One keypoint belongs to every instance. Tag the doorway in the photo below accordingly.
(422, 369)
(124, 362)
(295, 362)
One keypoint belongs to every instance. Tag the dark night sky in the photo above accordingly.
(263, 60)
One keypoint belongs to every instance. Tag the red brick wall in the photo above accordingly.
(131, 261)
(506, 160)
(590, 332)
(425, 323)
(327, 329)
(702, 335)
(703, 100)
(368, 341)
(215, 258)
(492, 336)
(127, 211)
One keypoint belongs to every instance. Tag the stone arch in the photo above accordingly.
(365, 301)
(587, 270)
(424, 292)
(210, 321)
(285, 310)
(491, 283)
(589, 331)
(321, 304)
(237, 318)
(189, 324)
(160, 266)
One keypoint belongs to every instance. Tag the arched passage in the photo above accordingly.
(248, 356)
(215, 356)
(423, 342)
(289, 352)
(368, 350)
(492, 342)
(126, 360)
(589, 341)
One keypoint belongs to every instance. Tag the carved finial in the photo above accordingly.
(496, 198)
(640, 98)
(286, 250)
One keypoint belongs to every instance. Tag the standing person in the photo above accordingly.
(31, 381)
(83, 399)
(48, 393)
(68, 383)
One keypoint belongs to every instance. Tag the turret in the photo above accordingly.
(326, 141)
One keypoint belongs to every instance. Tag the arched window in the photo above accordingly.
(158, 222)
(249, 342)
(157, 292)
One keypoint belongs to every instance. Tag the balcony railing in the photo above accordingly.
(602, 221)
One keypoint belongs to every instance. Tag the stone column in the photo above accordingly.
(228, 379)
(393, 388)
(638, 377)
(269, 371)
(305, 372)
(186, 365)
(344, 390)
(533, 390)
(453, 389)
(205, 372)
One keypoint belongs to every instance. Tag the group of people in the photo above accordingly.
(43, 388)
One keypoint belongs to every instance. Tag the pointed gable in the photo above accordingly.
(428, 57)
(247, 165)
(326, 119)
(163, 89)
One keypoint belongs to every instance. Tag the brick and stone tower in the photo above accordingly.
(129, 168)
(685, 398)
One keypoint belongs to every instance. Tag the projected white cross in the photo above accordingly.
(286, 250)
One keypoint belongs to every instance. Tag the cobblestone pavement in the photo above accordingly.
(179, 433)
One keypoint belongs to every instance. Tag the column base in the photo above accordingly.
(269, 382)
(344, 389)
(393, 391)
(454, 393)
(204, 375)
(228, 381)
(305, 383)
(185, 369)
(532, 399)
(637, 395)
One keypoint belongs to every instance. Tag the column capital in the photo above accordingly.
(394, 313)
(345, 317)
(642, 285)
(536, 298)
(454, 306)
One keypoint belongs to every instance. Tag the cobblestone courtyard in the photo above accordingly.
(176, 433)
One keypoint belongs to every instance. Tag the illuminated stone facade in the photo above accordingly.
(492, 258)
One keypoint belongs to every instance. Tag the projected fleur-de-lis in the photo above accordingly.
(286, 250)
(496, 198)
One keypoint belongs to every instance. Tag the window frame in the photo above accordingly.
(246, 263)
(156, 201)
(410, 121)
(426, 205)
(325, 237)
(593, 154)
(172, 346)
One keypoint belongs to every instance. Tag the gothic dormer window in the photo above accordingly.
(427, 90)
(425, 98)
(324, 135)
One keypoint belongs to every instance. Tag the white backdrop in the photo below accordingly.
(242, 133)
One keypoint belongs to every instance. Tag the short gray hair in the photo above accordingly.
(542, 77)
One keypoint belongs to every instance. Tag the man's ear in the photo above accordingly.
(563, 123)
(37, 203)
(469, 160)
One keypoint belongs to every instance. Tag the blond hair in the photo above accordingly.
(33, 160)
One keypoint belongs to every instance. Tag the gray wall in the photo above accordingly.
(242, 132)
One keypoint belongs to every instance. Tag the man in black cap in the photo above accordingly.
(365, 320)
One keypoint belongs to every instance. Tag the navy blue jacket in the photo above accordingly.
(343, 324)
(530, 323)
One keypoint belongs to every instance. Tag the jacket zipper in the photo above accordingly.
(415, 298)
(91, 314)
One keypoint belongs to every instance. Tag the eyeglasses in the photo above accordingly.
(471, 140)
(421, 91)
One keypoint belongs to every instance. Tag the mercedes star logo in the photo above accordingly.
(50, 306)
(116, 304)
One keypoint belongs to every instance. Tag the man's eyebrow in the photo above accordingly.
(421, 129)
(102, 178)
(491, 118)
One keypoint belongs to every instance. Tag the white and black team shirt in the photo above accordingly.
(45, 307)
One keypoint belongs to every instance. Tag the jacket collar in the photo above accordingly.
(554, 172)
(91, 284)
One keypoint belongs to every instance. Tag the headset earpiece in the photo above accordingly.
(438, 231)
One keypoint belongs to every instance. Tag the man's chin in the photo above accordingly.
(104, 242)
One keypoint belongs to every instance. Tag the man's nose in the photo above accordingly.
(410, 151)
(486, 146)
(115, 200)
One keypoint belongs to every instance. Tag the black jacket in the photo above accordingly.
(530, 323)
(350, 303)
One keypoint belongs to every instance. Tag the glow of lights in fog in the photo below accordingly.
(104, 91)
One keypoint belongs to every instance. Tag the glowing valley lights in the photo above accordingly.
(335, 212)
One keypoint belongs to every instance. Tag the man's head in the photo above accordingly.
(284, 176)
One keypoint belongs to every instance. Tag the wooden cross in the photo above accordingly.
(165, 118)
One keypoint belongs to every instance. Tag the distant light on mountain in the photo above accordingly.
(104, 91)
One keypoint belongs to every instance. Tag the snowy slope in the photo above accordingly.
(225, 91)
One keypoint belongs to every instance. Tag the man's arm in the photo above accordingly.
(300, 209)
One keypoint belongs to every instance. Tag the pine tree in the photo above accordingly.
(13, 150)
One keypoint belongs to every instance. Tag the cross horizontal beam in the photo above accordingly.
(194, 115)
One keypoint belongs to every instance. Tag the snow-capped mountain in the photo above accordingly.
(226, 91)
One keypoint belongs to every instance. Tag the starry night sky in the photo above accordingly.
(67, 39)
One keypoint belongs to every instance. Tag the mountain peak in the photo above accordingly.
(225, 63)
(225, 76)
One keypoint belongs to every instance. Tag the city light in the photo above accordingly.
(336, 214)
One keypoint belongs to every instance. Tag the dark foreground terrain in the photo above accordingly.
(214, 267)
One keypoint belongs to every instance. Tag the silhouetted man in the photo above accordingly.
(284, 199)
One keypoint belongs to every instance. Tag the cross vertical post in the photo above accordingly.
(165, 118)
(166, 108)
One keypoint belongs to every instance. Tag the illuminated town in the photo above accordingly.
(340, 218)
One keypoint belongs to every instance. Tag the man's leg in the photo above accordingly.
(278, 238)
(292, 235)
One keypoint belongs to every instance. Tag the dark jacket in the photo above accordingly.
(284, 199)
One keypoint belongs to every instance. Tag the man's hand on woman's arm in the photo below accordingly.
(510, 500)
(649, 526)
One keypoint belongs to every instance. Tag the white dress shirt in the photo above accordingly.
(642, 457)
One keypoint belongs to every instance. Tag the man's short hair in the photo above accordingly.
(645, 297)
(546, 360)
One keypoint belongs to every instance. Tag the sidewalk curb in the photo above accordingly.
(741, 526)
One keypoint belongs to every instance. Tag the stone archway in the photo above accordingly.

============

Exercise directions: Repeat every line above verbatim, in the same order.

Full response:
One keypoint belongs to every instance. Tag the doorway in the photo below accordingly.
(422, 369)
(124, 362)
(295, 362)
One keypoint belongs to every instance. Tag the dark night sky in the photo above accordingly.
(263, 60)
One keypoint belongs to every instance. Tag the red brick wall in the photo above accordingly.
(131, 261)
(506, 160)
(590, 332)
(425, 323)
(327, 329)
(702, 335)
(703, 100)
(368, 341)
(215, 258)
(492, 336)
(127, 211)
One keypoint belongs to every instance. Tag the stone arch in the photo above accordingly.
(365, 301)
(587, 270)
(424, 292)
(210, 321)
(285, 310)
(491, 283)
(589, 331)
(321, 304)
(237, 318)
(189, 324)
(160, 266)
One keypoint belongs to every instance. Tag the arched passage in the photo above accordingly.
(248, 356)
(215, 356)
(423, 342)
(289, 352)
(368, 350)
(492, 342)
(126, 360)
(589, 341)
One keypoint belongs to every instance. Tag the carved finial in the photo above accordingly.
(496, 198)
(640, 98)
(286, 250)
One keypoint belongs to every instance. Tag the standing person in the photo above accordingly.
(31, 381)
(83, 399)
(48, 393)
(68, 383)
One keypoint belongs to every instance. Tag the turret in the photo above accordingly.
(326, 141)
One keypoint belongs to every instance. Tag the arched window in the photo above accordingly.
(158, 222)
(249, 342)
(157, 292)
One keypoint belongs to every instance. Tag the balcony railing in the photo above accordingly.
(602, 221)
One keypoint belongs to every instance. Tag the stone column in the photo above accordingly.
(228, 379)
(393, 388)
(638, 377)
(269, 371)
(305, 372)
(186, 365)
(344, 390)
(533, 390)
(453, 389)
(205, 372)
One keypoint belongs to every instance. Tag the group of people in the photo above accordingly.
(43, 388)
One keypoint belongs to every instance. Tag the pointed gable in the photo above accordingly.
(428, 57)
(247, 165)
(326, 119)
(163, 89)
One keypoint belongs to every instance. Tag the brick and stone tower in the photo above accordingly.
(129, 168)
(685, 398)
One keypoint belongs to every instance. Tag the projected white cross in the photo above accordingly.
(286, 250)
One keypoint belongs to every instance. Tag the cobblestone pavement in the photo above accordingly.
(179, 433)
One keypoint belongs to every instance. Tag the column base in the photo above accordingly.
(269, 382)
(344, 389)
(393, 391)
(454, 393)
(204, 375)
(228, 381)
(305, 383)
(185, 369)
(532, 399)
(637, 395)
One keypoint belongs to every instance. Tag the column capital in the photo above accordingly.
(394, 313)
(345, 317)
(642, 285)
(536, 298)
(454, 306)
One keypoint belongs to every instance. Tag the cobblestone courtyard in the photo above accordingly.
(176, 433)
One keypoint belongs to every instance. Tag the illuminated stone facade in the photo above accordingly.
(492, 258)
One keypoint belongs to every instance. Tag the projected fleur-de-lis in the photo above accordingly.
(286, 250)
(496, 198)
One keypoint belongs to every instance. Tag the window frame in the photo above accordingly.
(246, 263)
(156, 201)
(410, 121)
(426, 205)
(325, 237)
(593, 154)
(172, 346)
One keypoint belongs to every instance. Tag the gothic dormer window in the photo above accordingly.
(427, 90)
(425, 98)
(324, 135)
One keypoint belongs to every instance. Tag the white backdrop in the photo below accordingly.
(242, 133)
One keypoint belongs to every instance. Tag the short gray hair in the photo above accordingly.
(542, 77)
One keypoint belongs to every instance. Tag the man's ear in the photo above accordingly.
(563, 123)
(37, 203)
(469, 160)
One keypoint belongs to every instance. Tag the blond hair in the photo above accordingly.
(33, 160)
One keypoint belongs to every instance. Tag the gray wall in the photo above accordingly.
(242, 132)
One keypoint belongs to every instance. Tag the man in black cap in the photo above accordingly.
(365, 320)
One keypoint belongs to every instance. Tag the navy blue jacket in the photo above accordingly.
(343, 324)
(530, 323)
One keypoint belongs to every instance. Tag the jacket zipper in the photo above accordingly.
(415, 298)
(91, 314)
One keypoint belongs to every instance. Tag the eyeglasses in the photo above accordingly.
(471, 140)
(421, 91)
One keypoint belongs to every instance. Tag the mercedes star logo in the photo above accordingly.
(50, 306)
(116, 304)
One keypoint belongs to every instance. Tag the man's eyebrow in the photo above accordingly.
(421, 129)
(102, 178)
(491, 118)
One keypoint belongs to every instance. Tag the white and black team shirt in the photo above accordingly.
(45, 307)
One keypoint belongs to every instance. Tag the jacket collar in the photo above accordingly.
(554, 172)
(91, 284)
One keypoint belongs to every instance. Tag the headset earpiece in the photo above accordingly.
(438, 231)
One keypoint belongs to every instance. Tag the man's chin in the photo above accordingly.
(104, 242)
One keypoint belongs to every instance. Tag the man's nose in the photo above accordingly.
(410, 151)
(486, 146)
(115, 200)
One keypoint belongs to every instance. Tag the black jacket in the photo above accordingly.
(530, 323)
(350, 303)
One keypoint belongs to every instance. Tag the glow of lights in fog in the photo below accordingly.
(104, 91)
One keypoint belongs to every instance. Tag the glowing valley lights in the photo above accordingly.
(335, 212)
One keypoint belongs to every instance. Tag the man's head in the photo above accordingly.
(284, 176)
One keypoint belongs to every instance. Tag the wooden cross in the photo above accordingly.
(165, 118)
One keypoint belongs to every instance. Tag the distant light on mountain in the photo above accordingly.
(104, 91)
One keypoint belongs to every instance. Tag the snowy slope in the photo above accordingly.
(225, 91)
One keypoint belongs to every instance. Tag the man's arm in the photo above accordingly.
(300, 209)
One keypoint belongs to every instance. Tag the pine tree in the photo above accordingly.
(13, 150)
One keypoint belongs to every instance. Tag the cross horizontal beam in the photo above accordingly.
(194, 115)
One keypoint belongs to every instance. Tag the snow-capped mountain in the photo above accordingly.
(226, 91)
One keypoint belongs to every instance. Tag the starry night sky in the photo above accordingly.
(67, 39)
One keypoint belongs to every instance. Tag the mountain peak in the photo above accordingly.
(225, 63)
(225, 76)
One keypoint belongs to every instance. Tag the city light in the photo above accordingly.
(336, 214)
One keypoint belongs to every instance. Tag the dark foreground terrain in the photo above accordingly.
(214, 267)
One keypoint belongs to every instance. Tag the silhouetted man in the photo above accordingly.
(284, 199)
One keypoint belongs to every instance. Tag the cross vertical post in the photo above accordingly.
(165, 118)
(166, 108)
One keypoint belongs to every instance. Tag the illuminated town in the photo above accordingly.
(340, 218)
One keypoint belongs to every instance. Tag the man's leg in the photo above accordingly.
(278, 238)
(292, 235)
One keypoint belongs to every instance. Tag the dark jacket in the photo above accordingly.
(284, 199)
One keypoint belongs to every instance. Tag the man's hand on woman's arm in the photo below accordingly.
(510, 500)
(649, 526)
One keypoint belongs to every instance. Tag the white dress shirt in the photo above accordingly.
(642, 457)
One keypoint belongs to every instance. Tag the man's short hair in the photo above accordingly.
(645, 297)
(546, 360)
One keypoint belongs to every instance. Tag the sidewalk curb in the photo above accordingly.
(741, 526)
One keypoint belongs to every instance. Tag the stone archway in the photo above accordingly.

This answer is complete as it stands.